### Information supplied

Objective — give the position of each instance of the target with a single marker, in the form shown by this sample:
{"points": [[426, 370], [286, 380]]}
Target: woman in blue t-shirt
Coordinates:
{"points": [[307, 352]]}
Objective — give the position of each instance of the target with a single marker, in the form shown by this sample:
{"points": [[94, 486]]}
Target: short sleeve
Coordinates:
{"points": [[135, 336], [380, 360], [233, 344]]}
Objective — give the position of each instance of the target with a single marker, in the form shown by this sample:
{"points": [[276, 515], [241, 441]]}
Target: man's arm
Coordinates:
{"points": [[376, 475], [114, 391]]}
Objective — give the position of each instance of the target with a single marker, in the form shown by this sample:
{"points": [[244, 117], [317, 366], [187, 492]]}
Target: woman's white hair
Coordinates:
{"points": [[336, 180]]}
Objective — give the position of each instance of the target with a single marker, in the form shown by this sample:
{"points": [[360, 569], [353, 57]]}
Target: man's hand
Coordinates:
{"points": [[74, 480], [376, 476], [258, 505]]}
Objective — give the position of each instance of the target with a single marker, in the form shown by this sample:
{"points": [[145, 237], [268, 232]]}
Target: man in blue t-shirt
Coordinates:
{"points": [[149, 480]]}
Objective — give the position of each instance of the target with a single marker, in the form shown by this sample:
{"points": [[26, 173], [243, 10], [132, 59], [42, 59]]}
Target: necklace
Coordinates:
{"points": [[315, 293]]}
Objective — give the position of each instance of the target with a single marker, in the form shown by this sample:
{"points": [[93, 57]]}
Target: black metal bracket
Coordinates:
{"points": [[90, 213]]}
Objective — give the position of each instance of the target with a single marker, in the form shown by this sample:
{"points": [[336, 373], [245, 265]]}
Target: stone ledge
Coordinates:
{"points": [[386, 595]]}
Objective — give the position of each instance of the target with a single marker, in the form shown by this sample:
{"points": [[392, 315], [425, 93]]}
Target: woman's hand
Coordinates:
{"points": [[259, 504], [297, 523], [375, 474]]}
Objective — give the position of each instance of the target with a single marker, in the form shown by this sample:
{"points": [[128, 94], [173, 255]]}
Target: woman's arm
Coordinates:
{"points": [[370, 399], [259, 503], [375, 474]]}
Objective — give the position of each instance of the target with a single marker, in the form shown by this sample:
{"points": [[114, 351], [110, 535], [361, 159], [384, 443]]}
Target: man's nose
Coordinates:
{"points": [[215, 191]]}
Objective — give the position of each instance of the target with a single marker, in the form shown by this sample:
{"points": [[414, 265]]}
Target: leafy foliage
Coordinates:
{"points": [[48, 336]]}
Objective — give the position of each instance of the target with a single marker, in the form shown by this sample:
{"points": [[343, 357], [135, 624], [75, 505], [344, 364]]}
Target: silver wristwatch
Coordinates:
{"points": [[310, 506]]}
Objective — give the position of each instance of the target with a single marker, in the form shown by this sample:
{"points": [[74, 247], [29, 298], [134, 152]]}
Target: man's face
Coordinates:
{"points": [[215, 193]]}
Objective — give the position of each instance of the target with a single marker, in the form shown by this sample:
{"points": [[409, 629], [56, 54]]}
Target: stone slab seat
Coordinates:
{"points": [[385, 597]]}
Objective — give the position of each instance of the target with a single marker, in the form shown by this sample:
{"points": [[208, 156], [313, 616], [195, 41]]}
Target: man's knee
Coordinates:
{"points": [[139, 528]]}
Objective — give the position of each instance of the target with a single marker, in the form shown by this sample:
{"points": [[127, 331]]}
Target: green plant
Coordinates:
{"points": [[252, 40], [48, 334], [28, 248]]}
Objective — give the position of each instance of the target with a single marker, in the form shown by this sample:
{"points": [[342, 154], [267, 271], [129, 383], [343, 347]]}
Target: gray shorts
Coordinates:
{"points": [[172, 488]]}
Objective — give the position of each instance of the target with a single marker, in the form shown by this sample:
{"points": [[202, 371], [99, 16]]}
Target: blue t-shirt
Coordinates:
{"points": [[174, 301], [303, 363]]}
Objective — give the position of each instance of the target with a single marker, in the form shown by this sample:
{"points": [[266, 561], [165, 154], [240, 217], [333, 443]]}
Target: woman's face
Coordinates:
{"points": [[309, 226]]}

######

Goal of the exercise » Lines holding "woman" in the data above: copy each of them.

Answer area »
Target: woman in blue t-shirt
Target: woman's white hair
Target: woman's hand
Target: woman's arm
Target: woman's face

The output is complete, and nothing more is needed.